Qual a diferença entre entidades indígenas como o CIR e a Sodiur?
O CIR tem uma organização histórica que surgiu das assembléias de tuxauas, as lideranças políticas locais das aldeias. Foram nessas assembléias anuais que as lideranças começaram a identificar os problemas das demarcações em ilhas, que vinham ocorrendo no sul do então território de Roraima. Nesse momento as lideranças começaram a se conscientizar da necessidade do reconhecimento de um território. Desta discussão surgiu nos anos 1970 o Conselho Indígena de Roraima, que representa o conjunto das aldeias. É criado pelas lideranças locais e tem um trabalho permanente, com regras e normas claras para organizar a representatividade de todas as aldeias.
No caso da Sodiur e de outras siglas equivalentes, trata-se de movimentos esporádicos, não têm organização nem periodicidade nas quais os interesses do conjunto das aldeias possam se manifestar. São entidades circunstanciais, que juntam indivíduos ou uma família que foi atendida por um programa do governo ou teve acesso a determinado recurso público, para retribuir os favores àqueles que realmente têm interesses em jogo. Por isso podemos dizer que a Sodiur nada mais é que um interlocutor forjado.

Esses índios ligados aos fazendeiros e políticos são antagonistas do processo de reconhecimento dos direitos indígenas ou vítimas das relações clientelistas?
Eles são parte destas relações. O CIR evita entrar em conflito com eles - o que acho um procedimento sábio - pois tem consciência de que essa posição contrária é circunstancial, passageira, fruto de pressões e destas relações clientelistas. E que em dias, meses ou anos, suas relações de parentesco prevalecerão e o que existe de fato é o conflito entre os povos indígenas e os invasores. Por isso o CIR se nega a ampliar o conflito porque, mais cedo ou mais tarde, estarão todos juntos convivendo na mesma área.

Estes índios que buscam a proximidade com a elite do estado são atraídos por poder ou alugum tipo de status?
Sim, mas tudo isso é fugaz, vale por um momento e dificilmente se transforma em poder, porque não se mantém. E carrega em si algumas fragilidades como, por exemplo, com aqueles que recebem vales-refeição e, diante desta facilidade, deixam de trabalhar a própria roça. Isso os torna internamente frágeis e vulneráveis nas aldeias, pois perdem a legitimidade de quem se sustenta por sua própria iniciativa e trabalho.

Há também uma negação da própria identidade indígena?
Isso ocorre historicamente, mas hoje não dá mais conta dessa situação. Em uma sociedade preconceituosa como a regional, muitos preferem falar que são caboclos e não índios, como se assim estivessem mais perto da chamada “civilização”. Isso ocorreu fortemente em muitos locais no País, não apenas em Roraima. Estes índios que vem protestando têm a expectativa de um dia tornar-se arrozeiro. Não se trata de plantar arroz, simplesmente, e deixar de ser índio. Mas por meio de que relações esse trabalho vai ser realizado: se são relações assalariadas, assimétrica permeadas por um poder maior, entre patrão e empregado e não mais entre sogro e genro, entre cunhados - como ocorre com o arroz plantado nas aldeias. Nesse sentido, estas relações desejadas implicam, sim, na negação da identidade indígena.

* TAREFAS E EXERCÍCIOS *
1/ Reproduza a passagem do trecho que vai de "Estes índios que buscam" até "própria identidade indígena?", trocando "roça" por "lavoura".
2/ Indique se cada afirmação concorda com o trecho, respondendo sim ou não e citando as palavras decisivas: (a) O CIR surgiu nos anos 1970. (b) O CIR procura ampliar o conflito com os índios ligados aos fazendeiros. (c) A negação da identidade indígena ocorreu apenas em Roraima.
Responda apenas com base no trecho.

* DADOS FORNECIDOS *

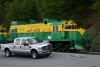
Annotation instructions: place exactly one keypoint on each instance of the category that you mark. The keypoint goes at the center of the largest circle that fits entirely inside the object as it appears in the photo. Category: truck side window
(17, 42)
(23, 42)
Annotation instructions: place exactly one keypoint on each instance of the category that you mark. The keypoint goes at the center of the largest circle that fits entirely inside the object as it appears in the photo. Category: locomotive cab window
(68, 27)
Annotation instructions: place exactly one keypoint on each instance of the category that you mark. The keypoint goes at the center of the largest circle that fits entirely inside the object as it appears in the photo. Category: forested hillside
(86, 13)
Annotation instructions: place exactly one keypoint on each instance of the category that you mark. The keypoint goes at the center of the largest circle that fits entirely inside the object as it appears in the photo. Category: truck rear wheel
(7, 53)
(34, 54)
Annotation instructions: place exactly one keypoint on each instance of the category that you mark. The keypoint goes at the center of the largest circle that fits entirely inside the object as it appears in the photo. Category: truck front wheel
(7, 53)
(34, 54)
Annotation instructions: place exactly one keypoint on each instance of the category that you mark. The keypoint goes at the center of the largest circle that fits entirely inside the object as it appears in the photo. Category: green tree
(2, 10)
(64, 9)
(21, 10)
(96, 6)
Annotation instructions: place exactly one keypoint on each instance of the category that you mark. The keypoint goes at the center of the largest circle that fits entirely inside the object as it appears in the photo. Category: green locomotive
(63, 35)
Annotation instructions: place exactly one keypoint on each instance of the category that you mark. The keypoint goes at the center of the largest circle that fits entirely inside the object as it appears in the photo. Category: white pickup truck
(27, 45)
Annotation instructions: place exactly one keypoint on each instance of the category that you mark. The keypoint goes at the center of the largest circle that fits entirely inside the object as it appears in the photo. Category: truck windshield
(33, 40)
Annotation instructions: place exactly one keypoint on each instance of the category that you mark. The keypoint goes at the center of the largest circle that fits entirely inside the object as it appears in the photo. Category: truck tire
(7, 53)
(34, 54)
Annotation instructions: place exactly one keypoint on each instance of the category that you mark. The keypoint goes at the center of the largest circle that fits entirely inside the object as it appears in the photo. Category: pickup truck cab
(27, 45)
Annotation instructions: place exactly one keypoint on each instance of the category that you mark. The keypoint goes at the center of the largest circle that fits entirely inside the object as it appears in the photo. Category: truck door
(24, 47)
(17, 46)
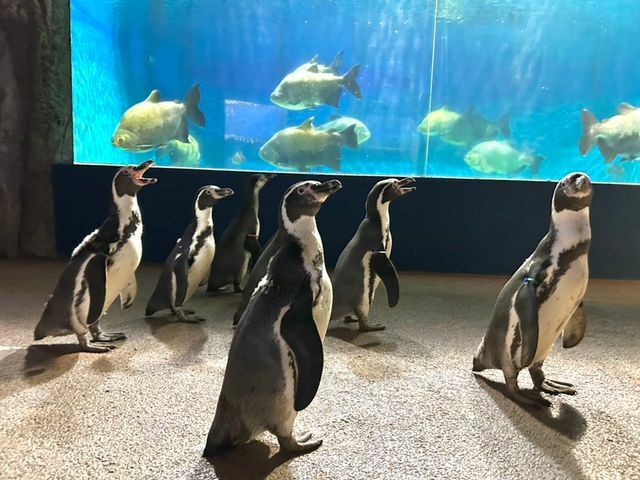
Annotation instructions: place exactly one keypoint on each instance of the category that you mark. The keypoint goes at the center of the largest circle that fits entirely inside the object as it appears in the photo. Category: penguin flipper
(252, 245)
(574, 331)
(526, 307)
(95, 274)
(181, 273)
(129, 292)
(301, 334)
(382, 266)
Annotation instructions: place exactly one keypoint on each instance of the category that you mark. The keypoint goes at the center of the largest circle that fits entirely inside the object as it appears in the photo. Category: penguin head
--
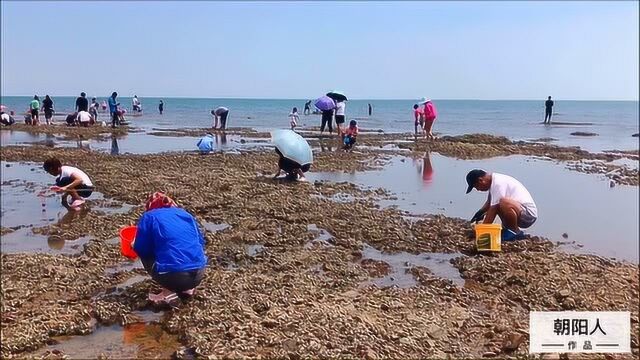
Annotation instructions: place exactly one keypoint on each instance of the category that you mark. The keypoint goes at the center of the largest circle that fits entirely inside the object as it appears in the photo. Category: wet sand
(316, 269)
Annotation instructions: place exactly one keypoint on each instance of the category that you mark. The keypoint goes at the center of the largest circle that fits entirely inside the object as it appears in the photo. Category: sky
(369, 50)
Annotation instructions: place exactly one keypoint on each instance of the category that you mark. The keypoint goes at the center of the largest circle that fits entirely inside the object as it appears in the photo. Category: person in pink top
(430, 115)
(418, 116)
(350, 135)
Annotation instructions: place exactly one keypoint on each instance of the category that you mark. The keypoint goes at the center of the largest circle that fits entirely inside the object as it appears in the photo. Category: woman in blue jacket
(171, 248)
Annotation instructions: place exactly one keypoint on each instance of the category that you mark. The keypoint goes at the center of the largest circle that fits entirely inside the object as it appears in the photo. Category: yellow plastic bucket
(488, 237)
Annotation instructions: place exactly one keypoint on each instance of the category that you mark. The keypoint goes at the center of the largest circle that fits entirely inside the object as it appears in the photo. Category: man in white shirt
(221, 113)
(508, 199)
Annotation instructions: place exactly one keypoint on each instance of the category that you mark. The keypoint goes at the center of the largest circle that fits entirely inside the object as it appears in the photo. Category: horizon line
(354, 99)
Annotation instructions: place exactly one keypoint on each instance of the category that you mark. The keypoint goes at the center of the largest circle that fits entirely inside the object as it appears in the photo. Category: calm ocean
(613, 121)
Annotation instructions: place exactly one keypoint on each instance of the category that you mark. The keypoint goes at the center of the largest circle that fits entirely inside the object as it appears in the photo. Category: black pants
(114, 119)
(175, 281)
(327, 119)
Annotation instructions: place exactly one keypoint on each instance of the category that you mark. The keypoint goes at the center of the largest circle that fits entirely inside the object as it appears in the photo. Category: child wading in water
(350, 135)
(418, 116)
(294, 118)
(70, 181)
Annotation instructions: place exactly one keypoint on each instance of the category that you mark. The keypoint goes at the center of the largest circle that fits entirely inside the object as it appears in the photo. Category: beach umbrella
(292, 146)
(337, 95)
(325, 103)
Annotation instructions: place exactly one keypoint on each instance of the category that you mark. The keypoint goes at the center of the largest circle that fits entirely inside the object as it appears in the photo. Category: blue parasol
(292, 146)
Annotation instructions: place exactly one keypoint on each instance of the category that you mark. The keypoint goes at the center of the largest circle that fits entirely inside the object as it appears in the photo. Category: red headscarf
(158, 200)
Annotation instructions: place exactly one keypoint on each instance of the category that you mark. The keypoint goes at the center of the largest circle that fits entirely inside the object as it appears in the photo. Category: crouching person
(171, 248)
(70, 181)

* RESPOSTAS DO EXERCÍCIO *
1/
Estes índios que buscam a proximidade com a elite do estado são atraídos por poder ou alugum tipo de status?
Sim, mas tudo isso é fugaz, vale por um momento e dificilmente se transforma em poder, porque não se mantém. E carrega em si algumas fragilidades como, por exemplo, com aqueles que recebem vales-refeição e, diante desta facilidade, deixam de trabalhar a própria lavoura. Isso os torna internamente frágeis e vulneráveis nas aldeias, pois perdem a legitimidade de quem se sustenta por sua própria iniciativa e trabalho.

Há também uma negação da própria identidade indígena?

2/
(a) Sim: "Desta discussão surgiu nos anos 1970 o Conselho Indígena de Roraima"
(b) Não: "Por isso o CIR se nega a ampliar o conflito"
(c) Não: "Isso ocorreu fortemente em muitos locais no País, não apenas em Roraima."